Information shown
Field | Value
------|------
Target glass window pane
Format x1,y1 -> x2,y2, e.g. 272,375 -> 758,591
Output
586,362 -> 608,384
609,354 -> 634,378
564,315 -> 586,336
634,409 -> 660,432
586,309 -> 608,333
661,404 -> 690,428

Exercise goal
Render the records above as a numbered list, leaving out any blank lines.

The reply
1. Field | Value
2. ------|------
3. Target glass window pane
4. Format x1,y1 -> x2,y2, e.g. 272,375 -> 758,591
5. Output
6. 586,362 -> 608,384
7. 609,354 -> 634,378
8. 564,315 -> 586,336
9. 634,409 -> 660,432
10. 586,309 -> 608,333
11. 661,404 -> 690,428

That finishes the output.